### [TASK DIRECTIONS]
Give back every entry, copied exactly.

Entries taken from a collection
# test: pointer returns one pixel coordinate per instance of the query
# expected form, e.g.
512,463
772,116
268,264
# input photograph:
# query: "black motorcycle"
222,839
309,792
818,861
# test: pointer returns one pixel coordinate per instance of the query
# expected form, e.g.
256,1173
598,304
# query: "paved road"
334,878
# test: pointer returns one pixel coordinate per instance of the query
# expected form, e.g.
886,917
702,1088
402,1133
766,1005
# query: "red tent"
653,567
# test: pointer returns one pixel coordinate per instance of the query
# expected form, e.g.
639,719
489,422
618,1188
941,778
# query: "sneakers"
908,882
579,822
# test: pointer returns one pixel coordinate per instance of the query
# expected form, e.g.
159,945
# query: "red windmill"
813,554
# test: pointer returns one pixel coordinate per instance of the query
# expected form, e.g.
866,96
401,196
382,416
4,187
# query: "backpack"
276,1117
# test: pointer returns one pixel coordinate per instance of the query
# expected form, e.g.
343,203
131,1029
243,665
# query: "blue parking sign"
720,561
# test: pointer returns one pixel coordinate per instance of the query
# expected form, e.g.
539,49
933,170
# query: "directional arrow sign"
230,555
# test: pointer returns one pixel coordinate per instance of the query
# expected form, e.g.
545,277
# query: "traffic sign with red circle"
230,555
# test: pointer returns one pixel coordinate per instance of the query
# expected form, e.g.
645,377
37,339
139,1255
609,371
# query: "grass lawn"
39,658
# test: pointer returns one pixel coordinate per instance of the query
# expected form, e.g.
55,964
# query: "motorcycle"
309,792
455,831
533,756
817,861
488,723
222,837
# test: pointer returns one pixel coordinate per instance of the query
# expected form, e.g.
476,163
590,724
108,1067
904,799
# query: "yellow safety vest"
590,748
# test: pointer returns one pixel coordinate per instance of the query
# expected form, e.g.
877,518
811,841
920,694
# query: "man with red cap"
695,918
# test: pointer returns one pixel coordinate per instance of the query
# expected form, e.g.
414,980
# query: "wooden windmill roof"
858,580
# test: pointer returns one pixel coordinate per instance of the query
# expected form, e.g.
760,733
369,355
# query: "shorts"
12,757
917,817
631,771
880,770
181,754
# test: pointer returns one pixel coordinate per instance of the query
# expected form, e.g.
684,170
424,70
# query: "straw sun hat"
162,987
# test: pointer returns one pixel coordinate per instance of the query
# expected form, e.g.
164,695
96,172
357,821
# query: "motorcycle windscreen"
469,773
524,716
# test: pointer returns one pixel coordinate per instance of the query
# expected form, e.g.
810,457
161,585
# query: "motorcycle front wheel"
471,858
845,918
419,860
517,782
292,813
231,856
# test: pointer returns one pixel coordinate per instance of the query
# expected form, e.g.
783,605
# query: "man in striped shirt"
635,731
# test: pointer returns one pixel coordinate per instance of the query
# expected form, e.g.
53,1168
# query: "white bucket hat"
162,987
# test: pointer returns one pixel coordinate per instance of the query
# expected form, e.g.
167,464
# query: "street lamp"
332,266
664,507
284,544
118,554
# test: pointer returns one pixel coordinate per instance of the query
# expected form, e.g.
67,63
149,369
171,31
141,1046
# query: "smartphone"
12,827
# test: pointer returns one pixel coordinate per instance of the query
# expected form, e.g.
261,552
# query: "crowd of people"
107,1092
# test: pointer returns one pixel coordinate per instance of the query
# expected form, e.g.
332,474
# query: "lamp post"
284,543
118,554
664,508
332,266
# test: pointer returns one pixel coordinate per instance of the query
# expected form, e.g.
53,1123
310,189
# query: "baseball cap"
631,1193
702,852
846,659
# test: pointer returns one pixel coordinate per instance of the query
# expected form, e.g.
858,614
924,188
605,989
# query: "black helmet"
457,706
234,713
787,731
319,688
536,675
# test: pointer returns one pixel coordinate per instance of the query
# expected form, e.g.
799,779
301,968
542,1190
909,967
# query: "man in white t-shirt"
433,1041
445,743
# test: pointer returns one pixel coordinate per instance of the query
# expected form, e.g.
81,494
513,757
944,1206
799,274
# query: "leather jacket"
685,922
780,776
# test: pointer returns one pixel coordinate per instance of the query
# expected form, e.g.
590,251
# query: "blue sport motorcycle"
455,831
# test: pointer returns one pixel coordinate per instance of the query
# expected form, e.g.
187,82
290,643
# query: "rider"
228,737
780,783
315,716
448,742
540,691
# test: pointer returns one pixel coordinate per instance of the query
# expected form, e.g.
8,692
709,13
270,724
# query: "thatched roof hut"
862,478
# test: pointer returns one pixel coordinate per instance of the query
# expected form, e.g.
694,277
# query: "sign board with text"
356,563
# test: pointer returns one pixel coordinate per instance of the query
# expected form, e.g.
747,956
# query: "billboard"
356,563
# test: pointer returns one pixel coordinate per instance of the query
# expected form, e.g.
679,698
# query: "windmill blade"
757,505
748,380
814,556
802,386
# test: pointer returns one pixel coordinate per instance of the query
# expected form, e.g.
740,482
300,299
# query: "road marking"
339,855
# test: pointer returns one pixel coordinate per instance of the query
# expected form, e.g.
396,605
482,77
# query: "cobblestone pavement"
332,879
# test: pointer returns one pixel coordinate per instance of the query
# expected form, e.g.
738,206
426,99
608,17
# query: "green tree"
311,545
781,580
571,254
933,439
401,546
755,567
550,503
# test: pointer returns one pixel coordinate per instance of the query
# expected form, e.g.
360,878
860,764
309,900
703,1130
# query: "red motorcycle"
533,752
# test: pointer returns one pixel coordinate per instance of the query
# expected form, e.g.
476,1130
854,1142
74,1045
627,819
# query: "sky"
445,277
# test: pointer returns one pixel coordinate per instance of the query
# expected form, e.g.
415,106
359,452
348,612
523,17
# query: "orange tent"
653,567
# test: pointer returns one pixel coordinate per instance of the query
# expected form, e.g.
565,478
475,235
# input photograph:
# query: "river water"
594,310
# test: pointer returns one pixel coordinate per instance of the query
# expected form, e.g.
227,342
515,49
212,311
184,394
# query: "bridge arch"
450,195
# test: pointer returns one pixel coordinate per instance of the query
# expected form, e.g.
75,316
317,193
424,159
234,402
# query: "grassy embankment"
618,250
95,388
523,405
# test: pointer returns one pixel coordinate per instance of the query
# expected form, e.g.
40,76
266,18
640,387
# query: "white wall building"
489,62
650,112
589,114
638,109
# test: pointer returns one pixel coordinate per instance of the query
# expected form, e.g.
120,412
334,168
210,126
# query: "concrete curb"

### [TASK RESPONSE]
# test: pointer returns one pixel coordinate per instance of the query
# expected form, e.g.
512,463
772,116
268,264
# input photograph:
# query: "black motorcycle"
222,839
309,792
818,861
# test: pointer returns one pixel coordinate per instance of the query
# expected form, e.g.
256,1173
598,304
# query: "paved road"
334,878
# test: pointer returns one pixel coordinate per instance of the query
# expected form, e.g.
886,917
702,1088
402,1133
766,1005
# query: "red tent"
653,567
# test: pointer returns one pixel coordinate per instance of the query
# expected form, e.g.
639,719
489,422
618,1188
941,778
# query: "sneakers"
908,882
579,822
# test: pointer returns one pixel coordinate per instance of the query
# expected form, e.g.
159,945
# query: "red windmill"
813,554
# test: pointer returns one pixel coordinate per instance of the query
# expected form, e.g.
866,96
401,196
382,416
4,187
# query: "backpack"
276,1117
# test: pointer returns one pixel coordinate per instance of the query
# expected form, e.g.
343,203
131,1029
243,665
# query: "blue parking sign"
720,561
# test: pointer returns one pixel coordinate per instance of the query
# expected form, e.g.
539,49
933,170
# query: "directional arrow sign"
230,555
# test: pointer returns one pixel coordinate per instance of the query
# expected form, e.g.
545,277
# query: "traffic sign with red circle"
230,555
# test: pointer returns one pixel coordinate per instance of the query
# expected form, e.g.
645,377
37,339
139,1255
609,371
# query: "grass lawn"
39,658
# test: pointer returns one pixel coordinate per instance of the query
# expected form, e.g.
55,964
# query: "motorcycle"
309,792
455,831
533,756
817,861
488,723
222,837
# test: pointer returns one pixel coordinate per instance of the query
# expected form, e.g.
476,163
590,724
108,1067
904,799
# query: "yellow safety vest"
590,748
# test: pointer returns one pixel coordinate per instance of the query
# expected form, e.g.
877,518
811,841
920,694
# query: "man with red cap"
695,918
# test: pointer returns one pixel coordinate per instance of the query
# expected form, e.g.
414,980
# query: "wooden windmill roof"
858,580
# test: pointer returns one pixel coordinate per instance of the query
# expected form, e.g.
760,733
369,355
# query: "shorts"
12,757
917,817
631,771
880,770
181,754
# test: pointer returns one pixel coordinate per instance of the query
# expected form, e.g.
684,170
424,70
# query: "straw sun hat"
162,987
# test: pointer returns one pixel coordinate per instance of the query
# expected form, e.g.
164,695
96,172
357,821
# query: "motorcycle windscreen"
469,773
524,716
# test: pointer returns one pixel coordinate per instance of the query
# expected form, e.g.
810,457
161,585
# query: "motorcycle front wheel"
471,858
845,918
419,860
517,782
292,813
231,856
# test: pointer returns one pixel coordinate per instance of the query
# expected form, e.g.
783,605
# query: "man in striped shirt"
635,731
# test: pointer returns one pixel coordinate per instance of the query
# expected form, e.g.
53,1168
# query: "white bucket hat"
162,987
# test: pointer returns one pixel coordinate per instance of the query
# expected form, e.g.
167,464
# query: "street lamp"
332,266
664,507
284,544
118,554
# test: pointer returns one pixel coordinate per instance of the query
# expected form, e.g.
67,63
149,369
171,31
141,1046
# query: "smartphone"
12,827
# test: pointer returns one pixel coordinate per instance of the query
# expected form, e.g.
261,552
# query: "crowd of people"
107,1092
# test: pointer returns one pixel coordinate per instance of the query
# expected form, e.g.
332,474
# query: "lamp post"
284,543
118,554
664,508
332,266
# test: pointer returns one pixel coordinate per instance of the query
# expected form, e.g.
53,1123
310,189
# query: "baseball cap"
631,1193
702,852
846,659
# test: pointer returns one pixel coordinate per instance of the query
# expected form, e.g.
858,614
924,188
605,989
# query: "black helmet"
457,706
234,713
787,731
319,688
536,675
# test: pointer returns one pixel coordinate per instance of the query
# expected form, e.g.
799,779
301,968
542,1190
909,967
# query: "man in white t-shirt"
433,1041
445,743
# test: pointer returns one pixel coordinate per instance of the query
# expected form, e.g.
81,494
513,757
944,1206
799,274
# query: "leather jacket"
685,922
780,776
# test: pointer returns one pixel coordinate per instance of the query
# expected form, e.g.
590,251
# query: "blue sport motorcycle"
455,831
# test: pointer returns one pixel coordinate per instance of the query
# expected form, e.g.
187,82
290,643
# query: "rider"
228,737
780,783
315,716
448,742
540,691
# test: pointer returns one pixel coordinate per instance of the query
# expected form, e.g.
8,692
709,13
270,724
# query: "thatched roof hut"
862,478
# test: pointer returns one pixel coordinate per instance of the query
# expected form, e.g.
694,277
# query: "sign board with text"
356,563
# test: pointer returns one pixel coordinate per instance of the query
# expected form, e.g.
747,956
# query: "billboard"
356,563
# test: pointer returns one pixel coordinate per instance of the query
# expected form, e.g.
679,698
# query: "windmill blade"
757,505
748,380
814,556
802,386
# test: pointer returns one pixel coordinate per instance of the query
# expected form, e.g.
740,482
300,299
# query: "road marking"
339,855
# test: pointer returns one pixel coordinate per instance of the query
# expected form, e.g.
396,605
482,77
# query: "cobblestone pavement"
332,879
# test: pointer returns one pixel coordinate per instance of the query
# expected form, e.g.
738,206
426,99
608,17
# query: "green tree"
311,545
781,580
571,254
933,439
401,546
755,567
550,503
# test: pointer returns one pixel coordinate per instance of the query
# expected form, e.g.
360,878
860,764
309,900
703,1130
# query: "red motorcycle"
533,752
# test: pointer returns one pixel coordinate per instance of the query
# expected form, e.g.
476,1130
854,1142
74,1045
627,819
# query: "sky"
445,277
# test: pointer returns one pixel coordinate per instance of the query
# expected form, e.g.
415,106
359,452
348,612
523,17
# query: "orange tent"
653,567
# test: pointer returns one pixel coordinate per instance of the query
# expected form, e.g.
565,478
475,235
# input photograph:
# query: "river water"
594,310
# test: pointer returns one pixel coordinate per instance of the query
# expected form, e.g.
227,342
515,49
212,311
184,394
# query: "bridge arch"
450,195
# test: pointer returns one pixel coordinate per instance of the query
# expected form, e.g.
75,316
317,193
424,159
234,402
# query: "grassy embankment"
618,250
95,388
523,405
# test: pointer returns one pixel coordinate per instance of the query
# expected form, e.g.
40,76
266,18
640,387
# query: "white wall building"
489,62
650,112
589,114
638,109
# test: pointer returns one pixel coordinate per instance of the query
# expected form, e.g.
120,412
334,168
210,126
# query: "concrete curb"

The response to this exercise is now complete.